Соберите все строки данных, в которых есть слово «instance». Регистр букв учитывается.

Данные для сегментации областей:

--

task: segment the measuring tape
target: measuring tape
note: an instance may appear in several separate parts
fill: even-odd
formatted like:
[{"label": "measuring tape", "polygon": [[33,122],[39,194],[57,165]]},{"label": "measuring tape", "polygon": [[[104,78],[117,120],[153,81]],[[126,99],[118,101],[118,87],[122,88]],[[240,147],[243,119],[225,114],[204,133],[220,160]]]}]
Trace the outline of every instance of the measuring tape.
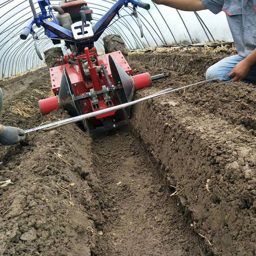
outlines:
[{"label": "measuring tape", "polygon": [[31,132],[31,131],[38,131],[39,130],[45,129],[46,128],[49,128],[52,126],[55,126],[55,125],[58,125],[66,123],[66,122],[75,120],[76,118],[80,117],[80,116],[79,116],[71,117],[68,119],[65,119],[64,120],[60,120],[60,121],[57,121],[51,124],[48,124],[44,125],[42,125],[41,126],[35,127],[34,128],[32,128],[32,129],[29,129],[28,130],[26,130],[24,131],[25,132],[25,133],[28,133],[29,132]]},{"label": "measuring tape", "polygon": [[180,87],[179,88],[177,88],[176,89],[173,89],[172,88],[165,89],[162,91],[159,91],[158,93],[156,93],[153,94],[152,94],[148,96],[147,96],[146,97],[141,98],[141,99],[139,99],[138,100],[134,100],[133,101],[131,101],[130,102],[127,102],[127,103],[124,103],[123,104],[120,104],[120,105],[118,105],[117,106],[114,106],[113,107],[110,107],[110,108],[108,108],[107,109],[101,109],[100,110],[98,110],[95,112],[92,112],[90,113],[88,113],[87,114],[85,114],[84,115],[82,115],[80,116],[75,116],[73,117],[71,117],[68,119],[65,119],[63,120],[60,120],[60,121],[57,121],[54,123],[52,123],[51,124],[48,124],[47,125],[42,125],[41,126],[38,126],[38,127],[35,127],[34,128],[32,128],[31,129],[29,129],[28,130],[26,130],[25,131],[25,133],[27,133],[29,132],[31,132],[32,131],[38,131],[39,130],[42,130],[43,129],[45,129],[47,128],[50,128],[51,127],[53,127],[53,129],[54,128],[54,127],[56,127],[56,128],[58,128],[62,126],[63,126],[69,124],[71,124],[76,122],[78,122],[79,121],[82,121],[85,119],[87,119],[90,117],[94,117],[96,116],[97,116],[99,115],[103,114],[105,114],[106,113],[108,113],[109,112],[111,112],[112,111],[115,111],[119,109],[124,109],[127,107],[131,106],[134,104],[137,103],[139,103],[140,102],[144,101],[146,100],[149,100],[150,99],[152,99],[155,98],[155,97],[157,97],[159,96],[163,95],[164,94],[166,94],[169,93],[171,93],[173,91],[177,91],[179,90],[181,90],[185,88],[186,88],[187,87],[190,87],[193,85],[196,85],[199,84],[202,84],[203,83],[205,83],[206,82],[209,82],[212,81],[213,80],[216,79],[216,78],[214,78],[212,79],[209,79],[209,80],[207,80],[205,81],[203,81],[201,82],[199,82],[198,83],[196,83],[195,84],[189,84],[188,85],[185,85],[185,86],[183,86],[182,87]]}]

--

» **Решение**:
note: an instance may appear in several separate parts
Trace the outline of every instance of the measuring tape.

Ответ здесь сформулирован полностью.